* [Dokumentauszug]:
§

Der Mensch bebaut die Schöpfung insgesamt allzu intensiv! In der Diskussion um Nachhaltigkeit entstand Mitte der 1990er Jahre das Konzept des sogenannten Ökologischen Fußabdrucks. Dabei wird der Ressourcenbedarf in die Fläche umgerechnet, die wir für die Bereitstellung der Ressourcen benötigen und mit der Bevölkerzungszahl multipliziert. Daraus ergibt sich, dass wir 1,22 Schöpfungen bräuchten, um unsere dzt. Bedürfnisse zu befriedigen. Dabei muss noch bedacht werden, dass die Verteilung dieser Nutzungsansprüche von extremer Ungleichheit gekennzeichnet ist: Während ein Mitteleuropäer 5 ha Land benötigt, um seinen Ressourcenanspruch zu decken, sind es für Chinesen 2,2 ha und für Inder 0,9 ha (USA: 8 ha).

§

* [Gespeicherte Datensätze]:
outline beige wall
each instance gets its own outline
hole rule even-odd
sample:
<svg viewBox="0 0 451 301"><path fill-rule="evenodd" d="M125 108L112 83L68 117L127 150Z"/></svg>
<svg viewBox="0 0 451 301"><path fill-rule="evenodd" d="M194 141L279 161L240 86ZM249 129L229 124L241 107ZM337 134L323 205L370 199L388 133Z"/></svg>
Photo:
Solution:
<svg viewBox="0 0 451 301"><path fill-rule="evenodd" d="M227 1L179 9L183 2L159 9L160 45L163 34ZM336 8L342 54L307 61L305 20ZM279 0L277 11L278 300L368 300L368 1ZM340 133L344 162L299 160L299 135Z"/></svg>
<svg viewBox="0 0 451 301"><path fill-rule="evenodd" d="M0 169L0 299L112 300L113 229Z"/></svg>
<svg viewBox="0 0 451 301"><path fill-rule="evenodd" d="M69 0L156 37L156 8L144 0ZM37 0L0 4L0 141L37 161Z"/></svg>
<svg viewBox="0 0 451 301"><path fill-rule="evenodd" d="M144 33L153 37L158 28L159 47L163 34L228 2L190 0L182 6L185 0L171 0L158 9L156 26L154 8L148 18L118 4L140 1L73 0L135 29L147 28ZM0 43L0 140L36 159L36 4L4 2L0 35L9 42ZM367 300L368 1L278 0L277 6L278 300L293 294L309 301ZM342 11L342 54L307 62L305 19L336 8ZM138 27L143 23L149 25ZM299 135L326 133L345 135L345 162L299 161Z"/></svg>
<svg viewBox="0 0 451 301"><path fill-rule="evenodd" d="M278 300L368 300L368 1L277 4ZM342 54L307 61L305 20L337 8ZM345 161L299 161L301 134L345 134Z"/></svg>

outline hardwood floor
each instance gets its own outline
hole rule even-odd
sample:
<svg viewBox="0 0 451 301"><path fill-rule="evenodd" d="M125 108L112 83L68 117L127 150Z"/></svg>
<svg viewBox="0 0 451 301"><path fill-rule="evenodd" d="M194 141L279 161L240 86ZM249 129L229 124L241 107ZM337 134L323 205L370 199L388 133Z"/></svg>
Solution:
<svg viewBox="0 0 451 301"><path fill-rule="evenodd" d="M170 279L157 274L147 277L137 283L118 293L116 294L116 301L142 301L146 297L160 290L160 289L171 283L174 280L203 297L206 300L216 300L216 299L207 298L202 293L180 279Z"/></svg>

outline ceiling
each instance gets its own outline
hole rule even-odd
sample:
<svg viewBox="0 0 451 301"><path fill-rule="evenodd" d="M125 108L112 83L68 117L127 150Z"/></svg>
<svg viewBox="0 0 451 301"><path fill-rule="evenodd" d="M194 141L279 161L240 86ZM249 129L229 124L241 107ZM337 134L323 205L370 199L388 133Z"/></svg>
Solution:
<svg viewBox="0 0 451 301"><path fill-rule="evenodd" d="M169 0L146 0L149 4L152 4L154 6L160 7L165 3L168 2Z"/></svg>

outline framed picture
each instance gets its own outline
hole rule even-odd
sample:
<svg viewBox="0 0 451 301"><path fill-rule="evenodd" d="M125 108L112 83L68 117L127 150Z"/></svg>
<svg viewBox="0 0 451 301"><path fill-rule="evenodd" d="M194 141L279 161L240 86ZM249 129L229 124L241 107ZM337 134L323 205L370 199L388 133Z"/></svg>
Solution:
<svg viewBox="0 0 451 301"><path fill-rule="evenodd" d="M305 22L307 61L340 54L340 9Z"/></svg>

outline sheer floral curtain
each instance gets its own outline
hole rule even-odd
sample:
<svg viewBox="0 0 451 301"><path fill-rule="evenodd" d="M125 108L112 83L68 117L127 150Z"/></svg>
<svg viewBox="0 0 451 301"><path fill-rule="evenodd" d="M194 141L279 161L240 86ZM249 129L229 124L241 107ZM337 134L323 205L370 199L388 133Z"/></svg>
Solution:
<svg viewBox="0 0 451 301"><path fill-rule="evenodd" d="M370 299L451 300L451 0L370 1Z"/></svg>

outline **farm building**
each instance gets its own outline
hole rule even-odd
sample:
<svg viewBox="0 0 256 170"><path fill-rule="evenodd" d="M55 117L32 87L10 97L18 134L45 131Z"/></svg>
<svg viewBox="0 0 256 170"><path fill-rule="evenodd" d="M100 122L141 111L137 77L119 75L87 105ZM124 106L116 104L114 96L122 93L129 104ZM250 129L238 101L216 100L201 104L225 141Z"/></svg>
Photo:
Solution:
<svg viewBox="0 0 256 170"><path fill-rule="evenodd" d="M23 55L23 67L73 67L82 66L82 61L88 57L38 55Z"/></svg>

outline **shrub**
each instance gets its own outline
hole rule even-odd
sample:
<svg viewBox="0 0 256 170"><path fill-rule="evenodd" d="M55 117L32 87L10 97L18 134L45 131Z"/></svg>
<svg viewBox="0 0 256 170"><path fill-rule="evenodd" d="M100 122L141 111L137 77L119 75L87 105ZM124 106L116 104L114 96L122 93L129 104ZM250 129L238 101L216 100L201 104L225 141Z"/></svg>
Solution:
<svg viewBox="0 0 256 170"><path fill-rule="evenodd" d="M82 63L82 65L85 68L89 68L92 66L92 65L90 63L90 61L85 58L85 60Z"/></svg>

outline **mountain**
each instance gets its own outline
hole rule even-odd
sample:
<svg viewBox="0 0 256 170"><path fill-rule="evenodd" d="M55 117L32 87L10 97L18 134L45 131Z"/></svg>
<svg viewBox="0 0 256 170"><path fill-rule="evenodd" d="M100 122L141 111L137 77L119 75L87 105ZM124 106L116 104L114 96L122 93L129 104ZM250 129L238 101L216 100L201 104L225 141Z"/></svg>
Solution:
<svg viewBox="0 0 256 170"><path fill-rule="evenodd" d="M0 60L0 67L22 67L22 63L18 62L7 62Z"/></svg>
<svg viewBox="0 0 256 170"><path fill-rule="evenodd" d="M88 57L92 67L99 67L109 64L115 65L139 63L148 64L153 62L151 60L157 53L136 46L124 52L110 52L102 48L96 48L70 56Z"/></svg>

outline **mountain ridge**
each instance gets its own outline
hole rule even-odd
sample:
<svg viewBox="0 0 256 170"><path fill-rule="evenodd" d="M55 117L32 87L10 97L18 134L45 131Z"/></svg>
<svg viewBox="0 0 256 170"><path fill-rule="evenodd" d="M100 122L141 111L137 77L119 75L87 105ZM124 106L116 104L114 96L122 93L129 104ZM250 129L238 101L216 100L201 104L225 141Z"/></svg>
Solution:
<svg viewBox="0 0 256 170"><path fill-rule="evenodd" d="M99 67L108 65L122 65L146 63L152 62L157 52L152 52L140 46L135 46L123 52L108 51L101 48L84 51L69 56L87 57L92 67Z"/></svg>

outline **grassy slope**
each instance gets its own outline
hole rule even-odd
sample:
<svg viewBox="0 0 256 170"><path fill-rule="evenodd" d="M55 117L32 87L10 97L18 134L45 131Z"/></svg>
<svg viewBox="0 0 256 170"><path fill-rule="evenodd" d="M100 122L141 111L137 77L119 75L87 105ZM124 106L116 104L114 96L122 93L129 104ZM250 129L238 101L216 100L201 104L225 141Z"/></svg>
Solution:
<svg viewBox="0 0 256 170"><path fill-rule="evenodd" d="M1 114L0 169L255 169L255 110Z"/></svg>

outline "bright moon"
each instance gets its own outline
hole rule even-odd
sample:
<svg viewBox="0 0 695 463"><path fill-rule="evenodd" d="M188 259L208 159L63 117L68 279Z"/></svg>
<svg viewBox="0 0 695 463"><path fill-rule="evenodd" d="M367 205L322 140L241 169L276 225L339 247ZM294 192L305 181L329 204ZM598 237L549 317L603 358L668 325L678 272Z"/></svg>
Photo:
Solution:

§

* [Deine Aufgaben]:
1 > Kannst du den Dokumentauszug in zwei Sätzen zusammenfassen?
2 > Kannst du aus der Auflistung die Zeilen von der Zeile mit „outline ceiling“ bis einschließlich der Zeile mit „0L146 0L149 4L152“ unverändert abschreiben?

* [Lösungen der Aufgaben]:
1 > Nach dem Konzept des Ökologischen Fußabdrucks, das Mitte der 1990er Jahre in der Diskussion um Nachhaltigkeit entstand, bräuchte die Menschheit 1,22 Schöpfungen, um ihre derzeitigen Bedürfnisse zu befriedigen. Die Nutzungsansprüche sind dabei extrem ungleich verteilt: Ein Mitteleuropäer benötigt 5 ha Land, ein Chinese 2,2 ha, ein Inder 0,9 ha und ein US-Amerikaner 8 ha.

2 >
outline ceiling
each instance gets its own outline
hole rule even-odd
sample:
<svg viewBox="0 0 451 301"><path fill-rule="evenodd" d="M125 108L112 83L68 117L127 150Z"/></svg>
<svg viewBox="0 0 451 301"><path fill-rule="evenodd" d="M194 141L279 161L240 86ZM249 129L229 124L241 107ZM337 134L323 205L370 199L388 133Z"/></svg>
Solution:
<svg viewBox="0 0 451 301"><path fill-rule="evenodd" d="M169 0L146 0L149 4L152 4L154 6L160 7L165 3L168 2Z"/></svg>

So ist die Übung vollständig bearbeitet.